*What this task involves*: In the records below, take the part that opens with the line containing "Where can you see the yellow" and runs through the end of the records, and recast it as a numbered list with both ends included. Leave out blank lines and pictures.

====== Material for this exercise

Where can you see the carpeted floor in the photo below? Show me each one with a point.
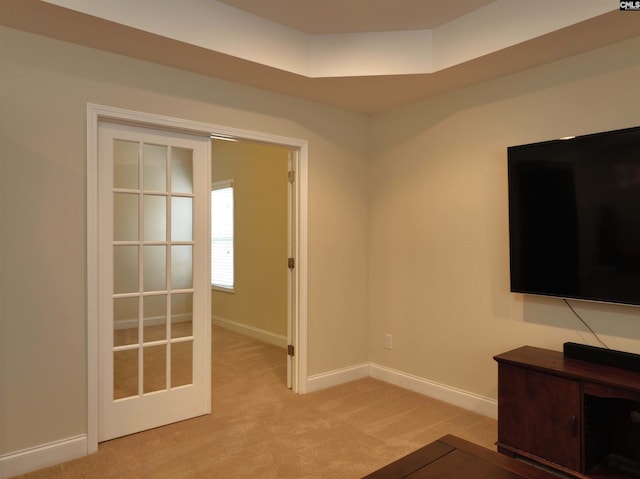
(260, 429)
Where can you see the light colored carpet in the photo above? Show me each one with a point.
(260, 429)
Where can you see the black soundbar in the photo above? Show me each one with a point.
(609, 357)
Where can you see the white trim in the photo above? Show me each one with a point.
(458, 397)
(251, 331)
(96, 113)
(46, 455)
(337, 377)
(153, 321)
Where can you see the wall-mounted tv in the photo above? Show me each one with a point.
(574, 217)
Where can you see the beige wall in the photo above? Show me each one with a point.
(46, 85)
(410, 240)
(439, 271)
(259, 172)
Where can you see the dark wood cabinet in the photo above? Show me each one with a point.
(575, 416)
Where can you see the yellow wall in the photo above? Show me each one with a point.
(259, 172)
(407, 218)
(46, 85)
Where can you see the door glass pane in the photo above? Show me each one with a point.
(155, 266)
(181, 315)
(155, 318)
(181, 219)
(155, 167)
(181, 267)
(181, 170)
(125, 217)
(181, 363)
(125, 373)
(155, 368)
(125, 321)
(155, 218)
(125, 269)
(125, 164)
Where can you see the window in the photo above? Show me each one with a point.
(222, 235)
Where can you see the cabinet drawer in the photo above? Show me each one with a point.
(540, 414)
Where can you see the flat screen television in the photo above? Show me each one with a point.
(574, 217)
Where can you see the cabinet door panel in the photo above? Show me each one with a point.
(540, 414)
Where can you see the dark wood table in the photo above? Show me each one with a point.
(452, 458)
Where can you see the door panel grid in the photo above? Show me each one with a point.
(147, 220)
(154, 297)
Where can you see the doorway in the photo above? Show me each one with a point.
(251, 239)
(297, 277)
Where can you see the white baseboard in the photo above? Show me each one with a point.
(43, 456)
(334, 378)
(464, 399)
(256, 333)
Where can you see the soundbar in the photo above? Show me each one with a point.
(609, 357)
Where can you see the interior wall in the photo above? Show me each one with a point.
(439, 261)
(259, 174)
(46, 85)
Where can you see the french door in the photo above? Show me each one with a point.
(153, 278)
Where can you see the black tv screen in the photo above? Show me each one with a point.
(574, 217)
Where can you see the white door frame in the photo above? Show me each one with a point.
(97, 113)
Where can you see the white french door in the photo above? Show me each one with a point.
(153, 278)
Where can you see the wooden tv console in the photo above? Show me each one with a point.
(574, 416)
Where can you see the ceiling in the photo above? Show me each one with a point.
(358, 16)
(366, 56)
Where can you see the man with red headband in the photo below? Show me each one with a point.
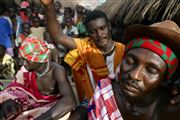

============

*Solution*:
1. Where can you see the yellow wall in the photo above? Show me each one with a point.
2. (259, 172)
3. (407, 218)
4. (46, 85)
5. Where can you see the door glass pane in the photo above? Show me each one with a point.
6. (155, 266)
7. (181, 315)
8. (155, 318)
9. (181, 219)
10. (155, 167)
11. (181, 267)
12. (181, 170)
13. (125, 217)
14. (181, 363)
15. (125, 373)
16. (155, 368)
17. (125, 321)
18. (155, 218)
19. (125, 269)
20. (125, 164)
21. Where can you see the window in the photo above? Show me each one with a point.
22. (222, 235)
23. Where can you see the cabinet drawer in the photo above? Show me each one with a point.
24. (540, 414)
25. Where can you see the flat screen television in the photo above? Show me each one with a point.
26. (574, 217)
27. Where can you see the cabinet door panel in the photo above? Show me each one with a point.
28. (540, 414)
29. Where can you see the dark wood table in the photo above? Show me each one with a point.
30. (452, 458)
31. Where can you see the door panel grid in the photo above? Show me each one with a point.
32. (147, 220)
33. (154, 297)
34. Where can you see the doorway in the photo above? Show me each one with a point.
35. (251, 239)
36. (297, 277)
37. Where can you see the white baseboard in the photo above? Show me each one with a point.
38. (43, 456)
39. (334, 378)
40. (464, 399)
41. (256, 333)
42. Where can you see the soundbar in the photo above? Show me each one with a point.
43. (609, 357)
44. Where can you see the interior wall in the photo above? Show me each one with a point.
45. (439, 261)
46. (259, 174)
47. (46, 85)
48. Where can you see the french door in the photo above? Show me each one with a point.
49. (153, 278)
50. Where can you see the black tv screen in the photo above? Show me each one with a point.
51. (574, 217)
52. Where can you see the white door frame in the photo above? Show me each one with a point.
53. (97, 113)
54. Where can you see the white french door in the photo above? Show me each one with a point.
55. (153, 278)
56. Where can you see the wooden tv console in the photo above? Show me each one with a point.
57. (574, 416)
58. Where can you see the ceiling in the photo above? Show me each one with a point.
59. (358, 16)
60. (366, 56)
61. Where can you see the man with red headband in the photo below? Show me each one with a point.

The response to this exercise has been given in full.